# Supplied text
· · ·
Fromm’s “roads to sanity” in the sphere of production are not supported in the sphere of consumption, where the growing abundance leads to cultural decay. For “man,” Fromm says, is “fascinated by the possibility of buying more, better, and especially, new things. He is consumption hungry. The act of buying and consuming has become a compulsive, irrational aim, because it is an end itself, with little relation to the use of, or pleasure in the things bought and consumed.” And it is this alienated attitude toward consumption which determines the employment of leisure time and the character of the industries devoted to it. A large part of Fromm’s book describes the emptiness and shallowness of popular culture at the expense of real art and human sensitivity — a popular culture which finds its reflection in the desire for conformity and the denial of real human relationships.
· · ·
# Data under study

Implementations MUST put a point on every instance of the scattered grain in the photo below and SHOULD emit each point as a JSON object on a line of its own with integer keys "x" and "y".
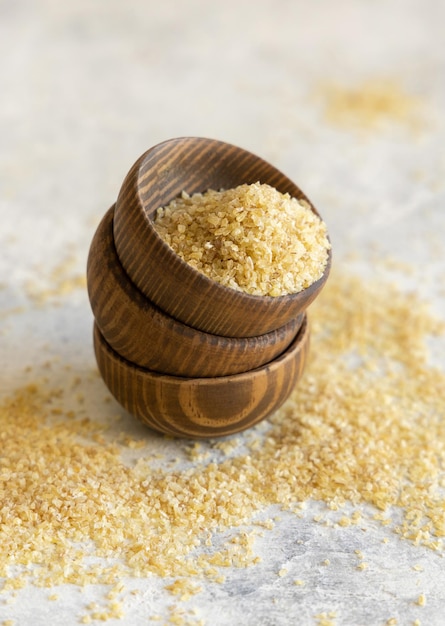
{"x": 421, "y": 600}
{"x": 370, "y": 105}
{"x": 364, "y": 426}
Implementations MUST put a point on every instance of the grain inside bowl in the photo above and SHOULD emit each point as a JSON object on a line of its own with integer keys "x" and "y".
{"x": 251, "y": 238}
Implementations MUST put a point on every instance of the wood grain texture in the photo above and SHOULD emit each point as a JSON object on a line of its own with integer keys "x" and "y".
{"x": 162, "y": 173}
{"x": 140, "y": 332}
{"x": 202, "y": 407}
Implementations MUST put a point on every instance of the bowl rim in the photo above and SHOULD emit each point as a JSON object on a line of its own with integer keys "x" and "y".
{"x": 298, "y": 344}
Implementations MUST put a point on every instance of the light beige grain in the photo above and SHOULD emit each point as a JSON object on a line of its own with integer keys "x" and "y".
{"x": 251, "y": 238}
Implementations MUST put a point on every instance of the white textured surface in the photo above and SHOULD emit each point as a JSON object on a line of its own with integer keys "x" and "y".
{"x": 86, "y": 87}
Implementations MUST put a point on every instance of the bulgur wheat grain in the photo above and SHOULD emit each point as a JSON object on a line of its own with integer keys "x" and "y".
{"x": 251, "y": 238}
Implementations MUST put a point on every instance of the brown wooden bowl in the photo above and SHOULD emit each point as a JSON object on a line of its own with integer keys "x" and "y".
{"x": 195, "y": 165}
{"x": 140, "y": 332}
{"x": 202, "y": 407}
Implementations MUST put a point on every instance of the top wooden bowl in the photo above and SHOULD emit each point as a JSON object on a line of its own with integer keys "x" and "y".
{"x": 193, "y": 165}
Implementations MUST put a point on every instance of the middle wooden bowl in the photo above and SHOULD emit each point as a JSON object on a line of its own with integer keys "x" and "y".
{"x": 202, "y": 407}
{"x": 143, "y": 334}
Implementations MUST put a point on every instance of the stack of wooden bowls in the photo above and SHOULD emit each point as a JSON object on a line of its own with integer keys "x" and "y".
{"x": 183, "y": 353}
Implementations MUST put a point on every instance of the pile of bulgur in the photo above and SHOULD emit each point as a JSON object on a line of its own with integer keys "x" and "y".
{"x": 251, "y": 238}
{"x": 365, "y": 426}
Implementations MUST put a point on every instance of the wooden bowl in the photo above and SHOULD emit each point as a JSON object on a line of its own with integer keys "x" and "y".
{"x": 202, "y": 407}
{"x": 195, "y": 165}
{"x": 142, "y": 333}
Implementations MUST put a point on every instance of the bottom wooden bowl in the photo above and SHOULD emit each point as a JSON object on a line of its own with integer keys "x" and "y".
· · ·
# Tasks to complete
A – According to the passage on Fromm, what does growing abundance lead to in the sphere of consumption?
B – Please carry the passage on Fromm forward, picking up after its last sentence.

# Answers by item
A – Cultural decay.

B –
Here Fromm is in his element, bewailing the “lonely crowd” of the sociology of consumption, for which leisure, not work, is the great problem. With the ending of the problem of production ends that of exploitation, of course; yet, there is still, says Fromm, so much to do for the sociologists, and religious leaders to make life meaningful despite the absence of compelling social problems. Fromm’s particular suggestion is to consume less and to work more, if only for therapeutic reasons. Idle hands and idle minds are dangerous and even to do nothing must become a kind of work, of meditation, and recreation. The mentally healthy person, in his view, “is the productive and unalienated person ... who relates to the world lovingly, and who uses his reason to grasp reality objectively; who expresses himself as a unique individual entity, and at the same time feels one with his fellow man” — etc., etc. — as one can hear from any pulpit Sunday mornings. As the striving for mental health is “inherent in every human being . . . Not born a moral idiot,” society must be such as to offer him a chance to assert his moral nature. The chance, as seen before, is offered by “socialism,” i.e. the mixed, co-determined and politically democratic welfare economy; provided, of course, it sheds itself of such qualities as “greed, competitiveness, possessiveness, narcissism,” and lets conscience rule. As “no change must be brought about by force,” and as it must be “simultaneous change in the economic, political and cultural spheres,” it must be brought about by moral education of the inherent morality, and is thus clearly the function of “humanistic psychoanalysis,” which, then, takes its place besides the great ethical and religious systems, asserting the supremacy of the spiritual over material values, and devoted to the dignity of men, so that we may — some day — sing, walk, and dance together.